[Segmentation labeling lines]
Start

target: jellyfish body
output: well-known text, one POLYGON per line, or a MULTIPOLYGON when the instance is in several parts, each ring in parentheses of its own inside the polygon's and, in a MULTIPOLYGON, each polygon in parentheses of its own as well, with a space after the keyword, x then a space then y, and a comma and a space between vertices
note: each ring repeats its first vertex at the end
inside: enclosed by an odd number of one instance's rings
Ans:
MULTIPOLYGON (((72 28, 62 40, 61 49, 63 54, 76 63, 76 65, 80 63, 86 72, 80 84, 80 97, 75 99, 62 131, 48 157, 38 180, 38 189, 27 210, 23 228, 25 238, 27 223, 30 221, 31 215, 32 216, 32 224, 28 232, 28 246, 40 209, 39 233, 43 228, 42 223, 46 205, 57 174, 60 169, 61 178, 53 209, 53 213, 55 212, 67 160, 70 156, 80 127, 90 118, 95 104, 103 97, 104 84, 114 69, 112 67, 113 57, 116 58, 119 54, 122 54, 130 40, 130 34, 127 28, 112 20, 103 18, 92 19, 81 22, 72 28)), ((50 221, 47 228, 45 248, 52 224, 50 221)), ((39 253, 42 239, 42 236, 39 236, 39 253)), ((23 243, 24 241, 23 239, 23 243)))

End

▸ REQUIREMENTS: Copy every one of the lines above exactly, with no changes.

▸ ANSWER IN FULL:
target: jellyfish body
output: well-known text, one POLYGON per line, or a MULTIPOLYGON when the instance is in several parts, each ring in parentheses of its own inside the polygon's and, in a MULTIPOLYGON, each polygon in parentheses of its own as well, with a space after the keyword, x then a space then y, and a comma and a space between vertices
note: each ring repeats its first vertex at the end
inside: enclosed by an odd number of one instance's rings
Ans:
MULTIPOLYGON (((72 28, 62 40, 61 49, 63 54, 76 63, 76 65, 80 63, 86 72, 80 84, 80 97, 75 99, 62 131, 48 157, 38 180, 38 189, 27 210, 23 228, 25 238, 27 223, 30 221, 31 215, 32 216, 32 224, 28 232, 28 246, 40 209, 39 233, 43 228, 42 223, 46 205, 57 174, 60 169, 61 178, 53 209, 53 213, 55 212, 67 160, 70 156, 80 127, 90 118, 95 104, 103 97, 104 84, 114 69, 112 67, 113 57, 116 58, 119 54, 122 54, 130 40, 130 34, 127 28, 112 20, 103 18, 92 19, 81 22, 72 28)), ((50 221, 47 228, 45 248, 52 224, 50 221)), ((39 253, 42 239, 42 236, 39 236, 39 253)), ((23 243, 24 241, 23 239, 23 243)))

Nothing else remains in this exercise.